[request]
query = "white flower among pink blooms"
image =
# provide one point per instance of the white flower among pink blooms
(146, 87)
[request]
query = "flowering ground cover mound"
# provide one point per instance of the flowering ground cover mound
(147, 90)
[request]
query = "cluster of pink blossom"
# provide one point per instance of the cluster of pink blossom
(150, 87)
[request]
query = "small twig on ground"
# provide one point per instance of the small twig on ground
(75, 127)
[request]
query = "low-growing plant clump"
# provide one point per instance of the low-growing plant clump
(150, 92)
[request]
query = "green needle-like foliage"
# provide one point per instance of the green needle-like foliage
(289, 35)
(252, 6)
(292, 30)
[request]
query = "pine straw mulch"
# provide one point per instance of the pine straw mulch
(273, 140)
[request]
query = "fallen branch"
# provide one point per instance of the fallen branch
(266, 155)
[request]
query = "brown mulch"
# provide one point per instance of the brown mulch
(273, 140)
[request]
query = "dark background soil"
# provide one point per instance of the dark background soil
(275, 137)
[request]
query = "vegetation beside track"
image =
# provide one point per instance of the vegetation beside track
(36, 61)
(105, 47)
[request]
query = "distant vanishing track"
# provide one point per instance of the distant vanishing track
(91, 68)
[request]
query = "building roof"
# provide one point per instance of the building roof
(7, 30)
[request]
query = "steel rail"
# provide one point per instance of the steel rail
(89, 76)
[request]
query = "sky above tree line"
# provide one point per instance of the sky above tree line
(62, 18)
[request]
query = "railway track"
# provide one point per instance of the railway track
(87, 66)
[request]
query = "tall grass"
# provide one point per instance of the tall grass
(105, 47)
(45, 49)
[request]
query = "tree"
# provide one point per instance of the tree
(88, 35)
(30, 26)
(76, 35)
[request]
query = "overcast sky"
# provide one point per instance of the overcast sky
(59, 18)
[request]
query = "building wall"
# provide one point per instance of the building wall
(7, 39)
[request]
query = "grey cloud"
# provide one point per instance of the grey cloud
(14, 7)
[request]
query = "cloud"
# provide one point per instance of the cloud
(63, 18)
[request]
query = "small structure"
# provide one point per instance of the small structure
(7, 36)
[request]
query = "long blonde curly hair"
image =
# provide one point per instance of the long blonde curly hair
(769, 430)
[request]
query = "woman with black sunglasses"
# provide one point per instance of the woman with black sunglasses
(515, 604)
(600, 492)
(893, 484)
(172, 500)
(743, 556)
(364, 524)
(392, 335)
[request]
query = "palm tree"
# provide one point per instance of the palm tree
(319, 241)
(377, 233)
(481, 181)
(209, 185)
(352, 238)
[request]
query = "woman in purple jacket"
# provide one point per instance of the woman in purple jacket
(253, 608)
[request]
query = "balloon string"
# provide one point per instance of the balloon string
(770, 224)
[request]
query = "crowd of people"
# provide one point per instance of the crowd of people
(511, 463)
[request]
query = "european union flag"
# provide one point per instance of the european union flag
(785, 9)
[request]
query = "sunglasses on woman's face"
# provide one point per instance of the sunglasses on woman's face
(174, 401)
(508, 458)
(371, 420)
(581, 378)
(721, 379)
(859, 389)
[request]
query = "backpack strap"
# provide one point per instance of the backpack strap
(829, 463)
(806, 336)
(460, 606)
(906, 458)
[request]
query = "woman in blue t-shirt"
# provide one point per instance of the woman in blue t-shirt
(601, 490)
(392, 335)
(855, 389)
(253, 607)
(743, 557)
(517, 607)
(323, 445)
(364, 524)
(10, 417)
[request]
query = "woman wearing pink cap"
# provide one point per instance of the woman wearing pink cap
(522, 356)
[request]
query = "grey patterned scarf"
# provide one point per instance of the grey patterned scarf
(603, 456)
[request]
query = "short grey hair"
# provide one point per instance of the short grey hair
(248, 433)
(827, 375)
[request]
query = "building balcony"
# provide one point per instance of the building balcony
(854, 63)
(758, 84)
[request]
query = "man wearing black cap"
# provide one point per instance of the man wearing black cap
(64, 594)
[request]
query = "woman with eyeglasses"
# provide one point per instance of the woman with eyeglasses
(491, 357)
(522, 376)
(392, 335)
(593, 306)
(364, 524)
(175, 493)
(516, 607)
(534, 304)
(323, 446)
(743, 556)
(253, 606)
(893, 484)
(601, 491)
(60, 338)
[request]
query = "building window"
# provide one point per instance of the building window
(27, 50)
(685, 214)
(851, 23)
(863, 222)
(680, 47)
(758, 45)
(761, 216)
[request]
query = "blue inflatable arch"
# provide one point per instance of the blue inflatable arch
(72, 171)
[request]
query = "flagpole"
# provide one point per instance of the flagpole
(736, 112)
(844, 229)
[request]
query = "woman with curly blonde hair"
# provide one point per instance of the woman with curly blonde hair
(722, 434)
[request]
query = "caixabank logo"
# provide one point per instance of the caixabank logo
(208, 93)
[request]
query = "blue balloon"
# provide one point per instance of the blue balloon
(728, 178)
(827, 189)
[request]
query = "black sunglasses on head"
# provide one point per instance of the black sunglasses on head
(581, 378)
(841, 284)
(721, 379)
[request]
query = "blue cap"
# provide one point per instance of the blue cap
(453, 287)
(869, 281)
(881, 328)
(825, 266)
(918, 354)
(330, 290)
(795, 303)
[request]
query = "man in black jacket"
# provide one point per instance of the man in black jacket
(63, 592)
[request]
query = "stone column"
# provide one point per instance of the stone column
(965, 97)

▬▬▬▬▬▬▬▬▬▬

## WHAT TO WORK ON:
Every record above must be set down again, word for word.

## EXERCISE SOLUTION:
[request]
query = "white flower among pink blooms"
image =
# provide one point per instance of the white flower among pink blooms
(146, 87)
[request]
query = "flowering ground cover mound"
# provide one point per instance of the flowering ground cover mound
(147, 90)
[request]
query = "cluster of pink blossom"
# provide one point per instance of the cluster of pink blossom
(150, 87)
[request]
query = "small twig on ground"
# provide one point per instance of the small twig on ground
(75, 127)
[request]
query = "low-growing plant clump"
# provide one point per instance of the low-growing plant clump
(150, 92)
[request]
query = "green needle-like foliage"
# provide one point per instance of the green needle-like foliage
(289, 35)
(252, 6)
(292, 30)
[request]
query = "pine straw mulch"
# provide one point per instance of the pine straw mulch
(273, 140)
[request]
query = "fallen branch"
# provide one point per instance of the fallen branch
(266, 155)
[request]
query = "brown mulch"
# provide one point per instance of the brown mulch
(273, 140)
[request]
query = "dark background soil"
# provide one point per instance of the dark background soil
(275, 137)
[request]
query = "vegetation beside track"
image =
# provide one point per instance of the vegetation beside track
(36, 61)
(105, 47)
[request]
query = "distant vanishing track"
# provide one point per instance of the distant vanishing track
(91, 68)
[request]
query = "building roof"
# provide one point per instance of the building roof
(7, 30)
[request]
query = "steel rail"
# provide one point per instance of the steel rail
(89, 76)
[request]
query = "sky above tree line"
# provide one point per instance of the sky above tree line
(62, 18)
[request]
query = "railway track"
# provide one point per instance of the railway track
(87, 66)
[request]
query = "tall grass"
# provide one point per instance of the tall grass
(105, 47)
(45, 49)
[request]
query = "tree"
# provide one point per instance of the tree
(88, 35)
(30, 26)
(76, 35)
[request]
query = "overcast sky"
# provide one point per instance of the overcast sky
(59, 18)
[request]
query = "building wall"
# provide one point per instance of the building wall
(7, 39)
[request]
query = "grey cloud"
# provide one point per instance of the grey cloud
(14, 7)
[request]
query = "cloud"
# provide one point per instance of the cloud
(63, 18)
[request]
query = "small structure"
# provide one point per instance of the small structure
(7, 36)
[request]
query = "long blonde curly hair"
image =
# provide one point per instance of the long blonde curly hair
(769, 430)
[request]
query = "woman with black sunglasses"
# provide one point per instance of the woman with black sunglasses
(515, 604)
(600, 492)
(893, 484)
(172, 500)
(743, 556)
(364, 524)
(392, 335)
[request]
query = "palm tree"
# provide one point per instance of the palm tree
(319, 241)
(377, 233)
(481, 181)
(209, 185)
(352, 238)
[request]
query = "woman in purple jacket"
# provide one point per instance of the woman in purple jacket
(253, 608)
[request]
query = "balloon string"
# provide one point per instance of the balloon string
(770, 224)
[request]
query = "crowd of people"
# provide one point per instance of the crowd of people
(511, 463)
[request]
query = "european union flag"
# provide one point per instance of the european union flag
(785, 9)
[request]
query = "sunglasses on woman's face"
# provide one point per instance of the sunglasses on woman's face
(174, 401)
(508, 458)
(371, 420)
(581, 378)
(721, 379)
(859, 389)
[request]
query = "backpack strap"
# provide one point per instance of the backpack strap
(829, 463)
(806, 336)
(460, 606)
(906, 458)
[request]
query = "woman in blue t-shirt"
# provide one point per instance of the woman in blue t-shirt
(601, 490)
(392, 335)
(855, 389)
(253, 607)
(743, 557)
(517, 607)
(323, 445)
(364, 524)
(10, 417)
[request]
query = "woman wearing pink cap"
# provide one point per instance of the woman wearing pink cap
(522, 356)
[request]
query = "grey patterned scarf"
# provide one point per instance of the grey patterned scarf
(603, 456)
[request]
query = "short grey hair"
# provide one point per instance of the short grey hair
(248, 433)
(827, 375)
[request]
query = "building balcony"
# provide one point per instance of the building balcony
(854, 63)
(758, 84)
[request]
query = "man wearing black cap"
# provide one point per instance of the man wearing black cap
(64, 594)
[request]
query = "woman with eyeglasses"
# provide one point per instance of the woman with eyeglasses
(491, 357)
(522, 376)
(392, 335)
(593, 306)
(364, 524)
(175, 493)
(516, 607)
(534, 304)
(323, 446)
(743, 556)
(253, 606)
(893, 484)
(601, 491)
(60, 338)
[request]
query = "building window"
# provide one point per instance of the building window
(27, 50)
(685, 214)
(851, 23)
(863, 222)
(680, 47)
(758, 45)
(761, 216)
[request]
query = "blue inflatable arch"
# provide one point per instance of the blue inflatable arch
(72, 171)
[request]
query = "flagpole"
# provide one point per instance of the flagpole
(736, 112)
(844, 229)
[request]
query = "woman with curly blonde hair"
# provide one point per instance of the woman with curly blonde hair
(722, 434)
[request]
query = "caixabank logo"
# provide one point per instance of the caixabank logo
(208, 93)
[request]
query = "blue balloon"
# provide one point per instance of the blue balloon
(728, 178)
(827, 189)
[request]
query = "black sunglasses on head"
# provide one point per instance of the black sunglasses on head
(581, 378)
(841, 284)
(721, 379)
[request]
query = "blue cap"
# provide one point per instance of the blue cap
(453, 287)
(869, 281)
(881, 328)
(825, 266)
(918, 354)
(330, 290)
(795, 303)
[request]
query = "man in black jacket"
# provide one point per instance of the man in black jacket
(63, 592)
[request]
query = "stone column"
# provide one point per instance of the stone column
(965, 97)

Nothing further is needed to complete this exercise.